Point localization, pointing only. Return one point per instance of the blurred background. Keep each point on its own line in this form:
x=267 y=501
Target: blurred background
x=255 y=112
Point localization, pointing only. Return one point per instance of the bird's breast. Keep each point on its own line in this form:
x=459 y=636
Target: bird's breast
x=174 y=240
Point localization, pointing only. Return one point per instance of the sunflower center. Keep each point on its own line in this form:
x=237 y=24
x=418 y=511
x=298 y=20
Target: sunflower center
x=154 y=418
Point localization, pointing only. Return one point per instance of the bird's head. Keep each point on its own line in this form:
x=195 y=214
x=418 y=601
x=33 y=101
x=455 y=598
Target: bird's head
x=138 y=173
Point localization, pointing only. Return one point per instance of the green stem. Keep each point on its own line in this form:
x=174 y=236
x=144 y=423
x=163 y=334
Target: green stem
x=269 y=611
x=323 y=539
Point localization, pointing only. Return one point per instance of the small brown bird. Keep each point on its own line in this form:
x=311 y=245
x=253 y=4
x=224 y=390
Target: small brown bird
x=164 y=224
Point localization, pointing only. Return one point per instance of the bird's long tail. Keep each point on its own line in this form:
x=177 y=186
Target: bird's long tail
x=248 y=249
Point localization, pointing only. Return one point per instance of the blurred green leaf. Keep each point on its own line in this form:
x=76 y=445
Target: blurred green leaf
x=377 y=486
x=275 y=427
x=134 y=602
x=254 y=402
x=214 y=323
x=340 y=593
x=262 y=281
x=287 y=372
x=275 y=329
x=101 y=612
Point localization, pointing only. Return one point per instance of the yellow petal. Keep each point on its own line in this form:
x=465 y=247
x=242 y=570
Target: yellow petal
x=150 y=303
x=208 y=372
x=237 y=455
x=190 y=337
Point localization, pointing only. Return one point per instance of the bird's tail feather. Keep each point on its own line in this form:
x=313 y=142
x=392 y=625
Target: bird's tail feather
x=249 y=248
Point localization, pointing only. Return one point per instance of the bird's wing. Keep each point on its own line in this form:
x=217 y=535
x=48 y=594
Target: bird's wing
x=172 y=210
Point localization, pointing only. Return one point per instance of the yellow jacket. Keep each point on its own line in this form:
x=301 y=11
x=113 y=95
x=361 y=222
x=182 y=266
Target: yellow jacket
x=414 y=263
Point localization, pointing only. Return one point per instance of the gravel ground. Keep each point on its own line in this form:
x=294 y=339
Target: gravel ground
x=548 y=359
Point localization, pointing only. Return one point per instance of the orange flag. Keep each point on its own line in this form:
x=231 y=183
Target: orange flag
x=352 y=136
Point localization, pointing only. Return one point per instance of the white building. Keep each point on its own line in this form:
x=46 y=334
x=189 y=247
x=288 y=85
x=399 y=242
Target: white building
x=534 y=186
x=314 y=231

::::

#### Task brief
Extract all of the material exactly as it is written.

#### Result for this task
Point localization, pointing only. Return one point per instance of the blurred background. Keep each point on its own line in this form:
x=267 y=501
Target: blurred background
x=255 y=112
Point localization, pointing only. Return one point per instance of the bird's breast. Keep each point on its own line in this form:
x=459 y=636
Target: bird's breast
x=174 y=240
Point localization, pointing only. Return one point per instance of the sunflower center. Keep each point on its own line in this form:
x=237 y=24
x=418 y=511
x=298 y=20
Target: sunflower center
x=154 y=418
Point localization, pointing only. Return one point per instance of the bird's head. Keep each point on its own line in this form:
x=195 y=214
x=418 y=601
x=33 y=101
x=455 y=598
Target: bird's head
x=138 y=173
Point localization, pointing only. Return one point per instance of the green stem. Keep each point on its own line in this form:
x=174 y=236
x=144 y=423
x=163 y=334
Target: green stem
x=269 y=611
x=323 y=539
Point localization, pointing only. Return one point per instance of the small brown bird. Keep each point on its own line in this form:
x=311 y=245
x=253 y=4
x=224 y=390
Target: small brown bird
x=164 y=224
Point localization, pointing only. Return one point per instance of the bird's long tail. Keep each point on its own line in this form:
x=177 y=186
Target: bird's long tail
x=248 y=249
Point localization, pointing only. Return one point per instance of the blurred green leaf. Keep each point on its own line in this form:
x=76 y=445
Target: blurred green leaf
x=377 y=486
x=275 y=427
x=134 y=602
x=254 y=402
x=214 y=323
x=340 y=593
x=262 y=281
x=287 y=372
x=275 y=329
x=101 y=612
Point localization, pointing only. Return one point per instance of the yellow petal. Keep each point on its own line in this form:
x=465 y=247
x=242 y=570
Target: yellow petal
x=150 y=303
x=208 y=372
x=237 y=455
x=190 y=337
Point localization, pointing only. Return one point per instance of the bird's tail feather. Keep each point on its own line in this form:
x=313 y=142
x=392 y=625
Target: bird's tail feather
x=249 y=248
Point localization, pointing only. Return one point per instance of the bird's wing. Keep each point on its own line in this form:
x=217 y=535
x=48 y=594
Target: bird's wing
x=172 y=210
Point localization, pointing only. Return one point per instance of the yellow jacket. Keep each point on its own line in this form:
x=301 y=11
x=113 y=95
x=361 y=222
x=182 y=266
Target: yellow jacket
x=414 y=263
Point localization, pointing only. Return one point per instance of the gravel ground. Keep each point on its own line in this form:
x=294 y=339
Target: gravel ground
x=548 y=359
Point localization, pointing only. Return one point per instance of the orange flag. Keep each point on its own line in this form:
x=231 y=183
Target: orange flag
x=352 y=136
Point localization, pointing only. Return one point per instance of the white building. Keep each point on its own line in this form:
x=46 y=334
x=189 y=247
x=288 y=85
x=399 y=242
Target: white building
x=534 y=186
x=314 y=231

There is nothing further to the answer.